*** PROVIDED ENTRIES Section Begins ***

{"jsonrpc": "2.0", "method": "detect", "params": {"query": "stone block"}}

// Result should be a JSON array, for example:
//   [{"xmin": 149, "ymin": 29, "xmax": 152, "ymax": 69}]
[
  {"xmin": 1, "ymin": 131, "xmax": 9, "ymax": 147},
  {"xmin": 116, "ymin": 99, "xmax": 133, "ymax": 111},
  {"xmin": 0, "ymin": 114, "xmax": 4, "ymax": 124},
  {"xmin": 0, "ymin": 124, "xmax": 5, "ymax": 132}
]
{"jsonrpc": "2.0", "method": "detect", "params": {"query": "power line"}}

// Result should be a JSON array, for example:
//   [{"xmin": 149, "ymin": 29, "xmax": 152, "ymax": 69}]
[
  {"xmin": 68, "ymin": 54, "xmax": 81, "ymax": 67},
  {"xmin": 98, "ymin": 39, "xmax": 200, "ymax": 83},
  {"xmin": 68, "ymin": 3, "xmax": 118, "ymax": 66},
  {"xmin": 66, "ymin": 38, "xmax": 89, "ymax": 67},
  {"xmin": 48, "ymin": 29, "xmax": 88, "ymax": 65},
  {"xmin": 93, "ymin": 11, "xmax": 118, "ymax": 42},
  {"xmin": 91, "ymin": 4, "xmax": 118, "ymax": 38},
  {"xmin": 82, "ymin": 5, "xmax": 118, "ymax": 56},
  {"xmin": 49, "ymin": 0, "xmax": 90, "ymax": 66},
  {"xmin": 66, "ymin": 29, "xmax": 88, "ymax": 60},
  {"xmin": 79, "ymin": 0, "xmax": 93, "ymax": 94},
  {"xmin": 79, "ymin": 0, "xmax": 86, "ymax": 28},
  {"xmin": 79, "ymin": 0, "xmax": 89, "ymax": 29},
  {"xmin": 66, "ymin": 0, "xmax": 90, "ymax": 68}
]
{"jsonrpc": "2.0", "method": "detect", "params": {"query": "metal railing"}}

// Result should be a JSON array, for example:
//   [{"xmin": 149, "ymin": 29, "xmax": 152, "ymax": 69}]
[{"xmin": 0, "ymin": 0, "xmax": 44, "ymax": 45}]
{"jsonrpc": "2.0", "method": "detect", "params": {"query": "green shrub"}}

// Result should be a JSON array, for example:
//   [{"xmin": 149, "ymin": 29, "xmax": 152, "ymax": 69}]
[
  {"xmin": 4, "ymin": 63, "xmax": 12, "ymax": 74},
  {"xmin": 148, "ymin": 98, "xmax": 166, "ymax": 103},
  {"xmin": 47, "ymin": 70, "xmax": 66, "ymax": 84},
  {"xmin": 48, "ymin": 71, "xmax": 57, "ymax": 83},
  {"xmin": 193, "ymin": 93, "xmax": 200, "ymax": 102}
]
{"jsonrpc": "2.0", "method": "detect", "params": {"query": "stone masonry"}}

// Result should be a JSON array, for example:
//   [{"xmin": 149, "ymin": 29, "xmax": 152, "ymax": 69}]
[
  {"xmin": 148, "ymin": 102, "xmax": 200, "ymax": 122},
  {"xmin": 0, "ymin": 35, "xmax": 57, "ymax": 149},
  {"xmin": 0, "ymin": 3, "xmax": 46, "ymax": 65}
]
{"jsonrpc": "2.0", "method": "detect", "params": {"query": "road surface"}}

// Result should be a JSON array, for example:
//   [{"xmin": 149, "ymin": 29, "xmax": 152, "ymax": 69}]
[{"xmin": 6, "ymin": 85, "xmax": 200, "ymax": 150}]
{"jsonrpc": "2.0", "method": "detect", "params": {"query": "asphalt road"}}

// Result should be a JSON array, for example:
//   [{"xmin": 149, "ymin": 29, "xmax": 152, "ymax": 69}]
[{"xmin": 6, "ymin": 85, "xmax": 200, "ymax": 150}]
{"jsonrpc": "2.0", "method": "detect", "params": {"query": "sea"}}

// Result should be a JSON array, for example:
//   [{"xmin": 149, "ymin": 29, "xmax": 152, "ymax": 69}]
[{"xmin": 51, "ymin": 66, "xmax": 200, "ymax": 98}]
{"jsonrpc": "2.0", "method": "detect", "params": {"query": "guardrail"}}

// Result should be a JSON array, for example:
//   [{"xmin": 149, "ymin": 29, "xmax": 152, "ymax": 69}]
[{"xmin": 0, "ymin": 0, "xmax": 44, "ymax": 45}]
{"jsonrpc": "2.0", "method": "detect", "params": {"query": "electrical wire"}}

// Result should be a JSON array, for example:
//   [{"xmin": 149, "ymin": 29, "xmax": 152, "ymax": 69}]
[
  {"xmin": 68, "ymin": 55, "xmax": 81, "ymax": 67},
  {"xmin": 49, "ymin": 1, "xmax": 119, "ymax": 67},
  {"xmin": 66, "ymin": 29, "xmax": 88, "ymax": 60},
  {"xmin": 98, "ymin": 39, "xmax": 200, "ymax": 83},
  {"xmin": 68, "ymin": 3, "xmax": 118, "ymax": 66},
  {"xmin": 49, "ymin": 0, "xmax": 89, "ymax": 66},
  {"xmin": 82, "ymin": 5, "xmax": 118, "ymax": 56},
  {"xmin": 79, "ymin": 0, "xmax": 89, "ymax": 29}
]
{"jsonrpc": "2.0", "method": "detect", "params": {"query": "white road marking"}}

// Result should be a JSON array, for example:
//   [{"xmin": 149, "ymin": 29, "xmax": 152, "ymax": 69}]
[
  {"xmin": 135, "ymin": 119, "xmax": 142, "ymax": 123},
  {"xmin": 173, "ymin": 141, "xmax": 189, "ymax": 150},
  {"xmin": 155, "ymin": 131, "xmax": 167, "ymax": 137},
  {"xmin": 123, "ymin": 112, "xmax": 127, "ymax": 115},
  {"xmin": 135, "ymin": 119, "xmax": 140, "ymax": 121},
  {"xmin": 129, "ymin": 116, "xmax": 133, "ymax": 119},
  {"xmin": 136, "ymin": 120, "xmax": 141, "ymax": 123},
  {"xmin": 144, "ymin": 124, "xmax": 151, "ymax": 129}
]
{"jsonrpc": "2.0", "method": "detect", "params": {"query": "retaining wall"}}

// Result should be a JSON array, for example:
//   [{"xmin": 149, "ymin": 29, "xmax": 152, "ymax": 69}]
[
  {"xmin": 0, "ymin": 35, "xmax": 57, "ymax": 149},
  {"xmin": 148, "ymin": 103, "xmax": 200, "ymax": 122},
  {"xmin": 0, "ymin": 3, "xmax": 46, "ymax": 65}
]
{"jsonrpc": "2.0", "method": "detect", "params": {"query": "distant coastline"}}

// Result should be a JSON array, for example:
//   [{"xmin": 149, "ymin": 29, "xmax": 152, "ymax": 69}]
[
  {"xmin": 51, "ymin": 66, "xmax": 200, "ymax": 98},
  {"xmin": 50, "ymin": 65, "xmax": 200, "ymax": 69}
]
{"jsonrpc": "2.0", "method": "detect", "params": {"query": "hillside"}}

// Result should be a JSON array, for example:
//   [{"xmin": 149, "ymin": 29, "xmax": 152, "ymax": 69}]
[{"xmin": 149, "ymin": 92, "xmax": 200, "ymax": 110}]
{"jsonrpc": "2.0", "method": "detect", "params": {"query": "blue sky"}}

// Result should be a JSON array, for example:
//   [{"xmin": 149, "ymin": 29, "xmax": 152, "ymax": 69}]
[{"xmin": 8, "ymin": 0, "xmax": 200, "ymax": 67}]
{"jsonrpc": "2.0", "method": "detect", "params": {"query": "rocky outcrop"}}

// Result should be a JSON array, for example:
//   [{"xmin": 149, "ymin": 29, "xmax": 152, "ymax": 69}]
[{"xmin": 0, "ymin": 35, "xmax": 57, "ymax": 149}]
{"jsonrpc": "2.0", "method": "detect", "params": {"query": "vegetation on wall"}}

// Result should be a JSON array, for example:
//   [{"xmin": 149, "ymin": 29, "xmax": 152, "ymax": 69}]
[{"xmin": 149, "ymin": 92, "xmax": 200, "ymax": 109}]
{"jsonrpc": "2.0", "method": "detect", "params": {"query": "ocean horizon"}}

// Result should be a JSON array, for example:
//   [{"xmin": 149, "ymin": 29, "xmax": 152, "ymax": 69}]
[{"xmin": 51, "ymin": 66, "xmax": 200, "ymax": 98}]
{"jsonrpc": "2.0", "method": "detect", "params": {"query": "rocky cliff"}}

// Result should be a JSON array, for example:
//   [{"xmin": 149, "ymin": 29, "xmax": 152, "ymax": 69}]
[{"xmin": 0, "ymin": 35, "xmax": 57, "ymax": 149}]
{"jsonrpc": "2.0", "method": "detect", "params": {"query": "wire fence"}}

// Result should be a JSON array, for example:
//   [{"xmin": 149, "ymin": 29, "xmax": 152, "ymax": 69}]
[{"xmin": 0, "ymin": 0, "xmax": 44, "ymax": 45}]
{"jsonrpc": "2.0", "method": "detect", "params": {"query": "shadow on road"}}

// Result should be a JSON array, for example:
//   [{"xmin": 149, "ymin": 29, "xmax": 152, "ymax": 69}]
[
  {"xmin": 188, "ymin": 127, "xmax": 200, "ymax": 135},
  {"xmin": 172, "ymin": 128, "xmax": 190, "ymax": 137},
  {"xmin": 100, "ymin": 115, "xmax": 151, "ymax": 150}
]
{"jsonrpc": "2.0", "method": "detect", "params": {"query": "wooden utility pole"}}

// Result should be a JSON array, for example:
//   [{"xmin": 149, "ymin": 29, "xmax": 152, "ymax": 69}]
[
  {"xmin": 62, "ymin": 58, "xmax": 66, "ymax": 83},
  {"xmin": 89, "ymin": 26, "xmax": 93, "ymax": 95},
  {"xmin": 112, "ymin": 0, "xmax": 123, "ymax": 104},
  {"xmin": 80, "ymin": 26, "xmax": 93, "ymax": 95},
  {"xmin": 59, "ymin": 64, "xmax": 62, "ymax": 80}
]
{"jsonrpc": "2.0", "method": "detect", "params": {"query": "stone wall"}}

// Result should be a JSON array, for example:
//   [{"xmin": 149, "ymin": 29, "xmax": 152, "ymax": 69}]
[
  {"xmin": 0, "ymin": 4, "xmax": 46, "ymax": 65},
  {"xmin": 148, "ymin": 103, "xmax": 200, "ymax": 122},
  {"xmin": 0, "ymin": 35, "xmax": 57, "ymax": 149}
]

*** PROVIDED ENTRIES Section Ends ***

• _GOAL OF THE EXERCISE_:
Now copy each line of the entries that mentions "rocky".

• _REPLY TO THE TASK_:
{"jsonrpc": "2.0", "method": "detect", "params": {"query": "rocky outcrop"}}
{"jsonrpc": "2.0", "method": "detect", "params": {"query": "rocky cliff"}}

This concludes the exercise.